— BEGIN Passage shown —

While in the midst of keeping a woodshop at St. Theresa’s Church in West Roxbury, where he lived in residence with his brother, Rev. Msgr. William M. Helmick, St., Theresa’s pastor, Fr. Ray built a free-standing tabernacle modeled on 15th-century examples at Louvain. In these years he was invited to the White House for the 1993 signing of the peace accord between Israel and the Palestine Liberation Organization in recognition of his work toward building not just a tabernacle but a framework for peace. His creativity was seen similarly in his venture with the Rev. Jesse Jackson and other religious leaders during the 1999 Kosovo crisis to negotiate the release of three U.S. soldiers captured by the Serbs. In these very years he served at the Center for Strategic & International Studies in Washington, but wore all such honors lightly. The child, once wounded by others, sought a better world for all. And at this very hour friends in Reykjavik gather in the King Jesus Church to be in spirit with us and with a world on the edge of environmental collapse.

— END Passage shown —
— BEGIN Records supplied —

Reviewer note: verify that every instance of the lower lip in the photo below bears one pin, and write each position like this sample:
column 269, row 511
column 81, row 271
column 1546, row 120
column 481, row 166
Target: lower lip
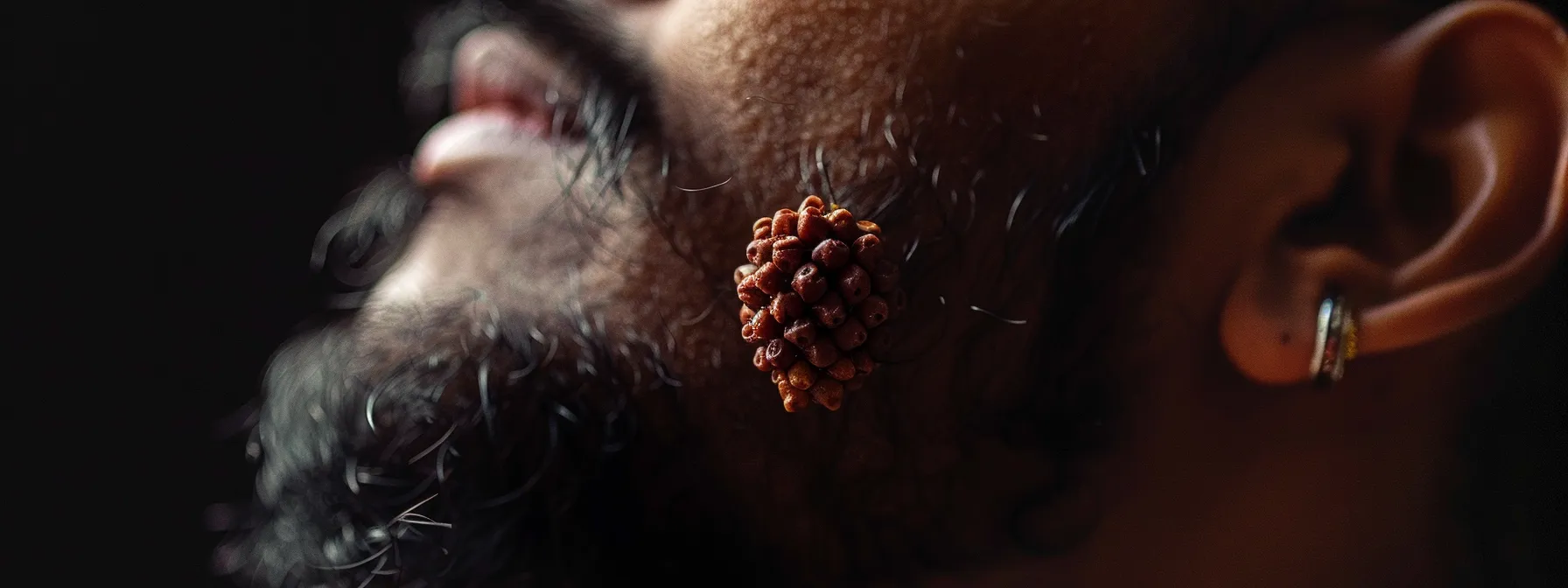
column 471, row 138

— END Records supplied —
— BEGIN Records supplied —

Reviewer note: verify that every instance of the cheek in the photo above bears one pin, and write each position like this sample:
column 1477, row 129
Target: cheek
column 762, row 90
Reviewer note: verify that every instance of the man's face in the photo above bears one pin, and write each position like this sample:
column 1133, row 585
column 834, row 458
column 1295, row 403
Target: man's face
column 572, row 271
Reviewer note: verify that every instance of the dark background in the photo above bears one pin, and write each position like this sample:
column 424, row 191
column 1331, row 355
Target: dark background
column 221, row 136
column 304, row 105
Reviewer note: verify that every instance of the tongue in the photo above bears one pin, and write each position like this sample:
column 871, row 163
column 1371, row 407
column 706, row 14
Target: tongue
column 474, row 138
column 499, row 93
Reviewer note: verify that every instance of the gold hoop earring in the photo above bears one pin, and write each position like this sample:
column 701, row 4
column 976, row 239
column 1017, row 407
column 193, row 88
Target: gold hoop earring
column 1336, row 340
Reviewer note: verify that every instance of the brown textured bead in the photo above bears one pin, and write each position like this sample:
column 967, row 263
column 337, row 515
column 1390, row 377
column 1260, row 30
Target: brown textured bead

— END Records supplied —

◆ The request
Please say whether each statement agrees with the passage about Fr. Ray, answering yes or no and quoting the deciding words of the passage. (a) Fr. Ray lived with his brother at St. Theresa's Church in West Roxbury. (b) Fr. Ray was invited to the White House for a peace accord signing in 1999. (c) Fr. Ray joined other religious leaders in negotiating the release of three U.S. soldiers. The data has no part in this exercise.

◆ Solution for this problem
(a) Yes: "where he lived in residence with his brother"
(b) No: "the 1993 signing of the peace accord between Israel and the Palestine Liberation Organization"
(c) Yes: "his venture with the Rev. Jesse Jackson and other religious leaders during the 1999 Kosovo crisis to negotiate the release of three U.S. soldiers captured by the Serbs"